====== INFORMATION SHOWN ======
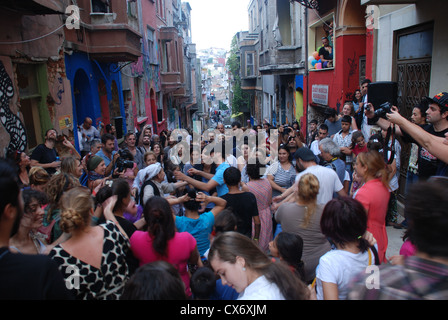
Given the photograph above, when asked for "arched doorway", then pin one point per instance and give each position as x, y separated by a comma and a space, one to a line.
152, 97
83, 97
102, 94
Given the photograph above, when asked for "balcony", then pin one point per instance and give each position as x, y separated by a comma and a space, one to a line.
36, 7
109, 36
168, 34
171, 82
280, 60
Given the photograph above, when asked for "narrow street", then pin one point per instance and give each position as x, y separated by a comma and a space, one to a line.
142, 141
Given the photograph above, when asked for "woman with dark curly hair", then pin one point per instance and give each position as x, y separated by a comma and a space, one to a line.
161, 241
344, 222
262, 190
240, 263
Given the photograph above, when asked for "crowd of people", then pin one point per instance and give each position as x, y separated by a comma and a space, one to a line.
244, 213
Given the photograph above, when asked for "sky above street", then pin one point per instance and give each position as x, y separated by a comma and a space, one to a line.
215, 22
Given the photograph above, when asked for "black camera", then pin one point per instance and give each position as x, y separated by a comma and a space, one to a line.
123, 164
383, 110
124, 160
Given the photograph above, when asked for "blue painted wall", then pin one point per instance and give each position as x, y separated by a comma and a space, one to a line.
84, 75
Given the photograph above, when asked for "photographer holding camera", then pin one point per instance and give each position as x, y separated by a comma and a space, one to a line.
437, 118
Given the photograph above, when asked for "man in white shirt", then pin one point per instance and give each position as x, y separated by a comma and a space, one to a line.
89, 133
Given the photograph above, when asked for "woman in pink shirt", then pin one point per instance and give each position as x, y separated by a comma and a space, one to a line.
374, 195
162, 242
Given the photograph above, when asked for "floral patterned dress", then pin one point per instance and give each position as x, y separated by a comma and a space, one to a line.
90, 283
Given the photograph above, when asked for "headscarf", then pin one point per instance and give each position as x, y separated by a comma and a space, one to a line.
152, 170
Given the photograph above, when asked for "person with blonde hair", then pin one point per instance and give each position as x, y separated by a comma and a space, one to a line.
302, 217
58, 184
374, 195
72, 166
241, 264
39, 178
97, 253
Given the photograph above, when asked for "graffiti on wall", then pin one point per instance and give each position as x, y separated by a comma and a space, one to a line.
12, 123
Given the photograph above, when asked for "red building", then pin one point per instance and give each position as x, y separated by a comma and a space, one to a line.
343, 23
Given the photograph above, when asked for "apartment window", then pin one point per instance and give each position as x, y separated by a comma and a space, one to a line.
132, 9
321, 44
29, 101
151, 48
160, 8
101, 6
250, 65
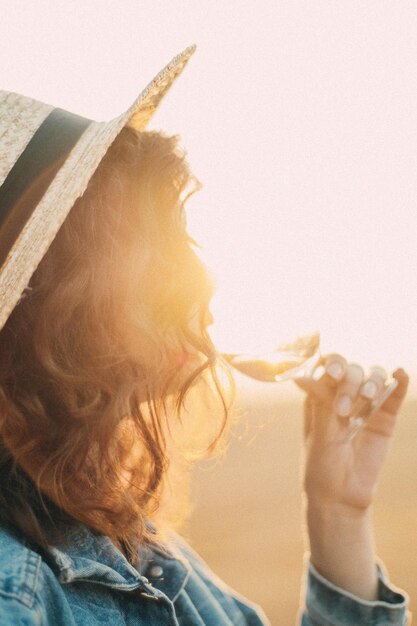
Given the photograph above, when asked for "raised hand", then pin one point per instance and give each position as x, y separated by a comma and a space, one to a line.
341, 472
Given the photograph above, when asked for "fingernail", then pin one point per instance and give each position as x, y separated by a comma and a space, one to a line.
335, 370
318, 373
369, 389
344, 406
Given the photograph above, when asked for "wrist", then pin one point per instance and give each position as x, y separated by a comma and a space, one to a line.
342, 547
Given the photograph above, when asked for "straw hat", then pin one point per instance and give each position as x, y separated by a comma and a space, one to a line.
47, 157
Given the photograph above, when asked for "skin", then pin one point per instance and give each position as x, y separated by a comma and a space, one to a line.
341, 473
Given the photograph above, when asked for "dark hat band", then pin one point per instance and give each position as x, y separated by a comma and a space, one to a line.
34, 170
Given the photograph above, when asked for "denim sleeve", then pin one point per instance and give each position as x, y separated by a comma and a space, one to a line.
13, 612
329, 605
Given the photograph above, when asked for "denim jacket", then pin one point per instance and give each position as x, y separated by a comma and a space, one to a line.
======
Count the lines of the items above that contain the word "shirt", matching case exactly, and give only that number.

2